-- Article --

= = = = = = =

Action … Suspense … Immediacy … Persuasion … Conflict … Revelation … Climax … Resolution. These are the qualities of theatre, of story-telling, and, coincidentally, of the lawcourts. It is not surprising, then, that playwrights have been drawn to depict crime and the criminal on trial from the time of the excellent suspense drama Oedipus Rex; and Canadian dramatists are no exception. Take, for example, The Penguin Book of Modern Canadian Drama: seven of the twelve plays have to do with crime, either domestic or political; one (Fortune and Men's Eyes) is actually set in a jail, another (Handcuffs) attempts to exonerate and reclaim the folk criminal, while a third (Riel) includes a courtroom scene.1 Trial scenes are, of course, as old as the theatre—Oedipus, after all, sits in judgment on himself; medieval mystery cycles always include lots of Herod scenes and end with the Last Judgment; at least a quarter of Shakespeare's plays contain judgment scenes, that in The Merchant of Venice being perhaps most familiar; some might say that Bernard Shaw's Saint Joan is one vast trial; J. M. Synge's The Playboy of the Western World, whose hero is adulated for a murder he did not commit, caused almost a week's rioting in Dublin when first produced; Galsworthy's Justice actually provoked prison reform in Britain; while Lawrence and Lee's Inherit the Wind not only raised serious questions (still with us in Ontario) about the teaching of evolution but in Henry Drummond, the Clarence Darrow character, as surely provided the model for Perry Mason and even Jessica Fletcher. John Coulter's Riel, first produced in 1950, was so popular that he wrote The Trial of Louis Riel, which is produced every summer in the old Regina court-house (the very building in which Riel was condemned to be hanged as a traitor) with an eager audience of tourists serving as jury. Reverse the procedure, and the lawcourts themselves can be seen as theatres, evidence and situations being replayed before an audience of judge and jury, plays within plays when one includes the public gallery observing both actors and audience breathlessly awaiting the outcome. The cliché ‘courtroom drama’ is in fact theatrically apt.
But even when the court is not visible on stage, drama involves the process of judgment, assigning responsibility for action, distinguishing truth from fiction, sifting the pertinent from the irrelevant, and, before a discriminating audience, re-creating what happened and why. No matter that the facts presented may themselves be a fiction—they are enacted before us as reality, drawn by the author from some inner truth, and as audience we willingly suspend our disbelief (in Coleridge's famous phrase)2 in order to participate in that ritual, ever alert to the confession that will reveal motive and deed.

= = = = = = =

-- What is being asked --
Say whether each statement agrees with the passage on crime and the theatre, answering yes or no and quoting the deciding words. 1. Seven of the twelve plays in The Penguin Book of Modern Canadian Drama deal with crime. 2. Galsworthy's Justice brought about prison reform in Ireland. 3. John Coulter's Riel was first produced in 1950. The data after this point are separate material, unrelated to the passage on crime and the theatre.

= = = = = = =

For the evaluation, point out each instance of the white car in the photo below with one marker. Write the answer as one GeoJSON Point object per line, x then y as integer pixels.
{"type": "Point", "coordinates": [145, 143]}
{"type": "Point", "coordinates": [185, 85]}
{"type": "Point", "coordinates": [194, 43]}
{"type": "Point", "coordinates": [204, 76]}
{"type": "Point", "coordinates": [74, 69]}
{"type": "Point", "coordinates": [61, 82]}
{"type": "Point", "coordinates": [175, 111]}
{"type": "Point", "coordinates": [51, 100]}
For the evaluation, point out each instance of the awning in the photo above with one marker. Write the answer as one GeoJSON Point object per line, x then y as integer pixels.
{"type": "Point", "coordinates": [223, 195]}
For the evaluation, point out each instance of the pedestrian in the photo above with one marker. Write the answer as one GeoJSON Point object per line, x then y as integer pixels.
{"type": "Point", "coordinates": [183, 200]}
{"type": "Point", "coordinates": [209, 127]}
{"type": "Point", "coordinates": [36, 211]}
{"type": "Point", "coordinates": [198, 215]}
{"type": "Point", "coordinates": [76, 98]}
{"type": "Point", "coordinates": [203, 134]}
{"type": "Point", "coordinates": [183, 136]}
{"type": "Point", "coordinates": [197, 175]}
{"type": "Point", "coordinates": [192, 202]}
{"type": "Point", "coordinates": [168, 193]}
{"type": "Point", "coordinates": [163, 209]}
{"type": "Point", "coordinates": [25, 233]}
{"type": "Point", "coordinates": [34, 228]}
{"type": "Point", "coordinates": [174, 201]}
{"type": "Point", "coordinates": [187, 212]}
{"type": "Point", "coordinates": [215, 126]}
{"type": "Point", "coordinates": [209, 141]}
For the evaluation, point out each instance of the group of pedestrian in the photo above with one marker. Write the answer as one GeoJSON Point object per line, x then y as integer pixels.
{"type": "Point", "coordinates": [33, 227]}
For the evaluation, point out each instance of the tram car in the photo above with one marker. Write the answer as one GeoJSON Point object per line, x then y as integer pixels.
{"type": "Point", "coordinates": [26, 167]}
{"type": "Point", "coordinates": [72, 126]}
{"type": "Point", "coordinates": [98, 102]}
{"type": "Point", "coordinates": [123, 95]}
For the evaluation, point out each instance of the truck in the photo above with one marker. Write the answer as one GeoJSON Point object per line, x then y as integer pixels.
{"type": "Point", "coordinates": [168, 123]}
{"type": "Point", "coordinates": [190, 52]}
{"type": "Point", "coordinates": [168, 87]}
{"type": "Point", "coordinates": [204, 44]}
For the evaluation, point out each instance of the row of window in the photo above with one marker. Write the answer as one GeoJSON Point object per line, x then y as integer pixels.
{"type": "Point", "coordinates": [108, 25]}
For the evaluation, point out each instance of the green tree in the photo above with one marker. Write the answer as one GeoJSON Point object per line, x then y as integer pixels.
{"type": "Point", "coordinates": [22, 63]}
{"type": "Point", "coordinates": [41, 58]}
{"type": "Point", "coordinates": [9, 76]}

= = = = = = =

-- Right answer --
1. Yes: "seven of the twelve plays have to do with crime"
2. No: "Galsworthy's Justice actually provoked prison reform in Britain"
3. Yes: "John Coulter's Riel, first produced in 1950"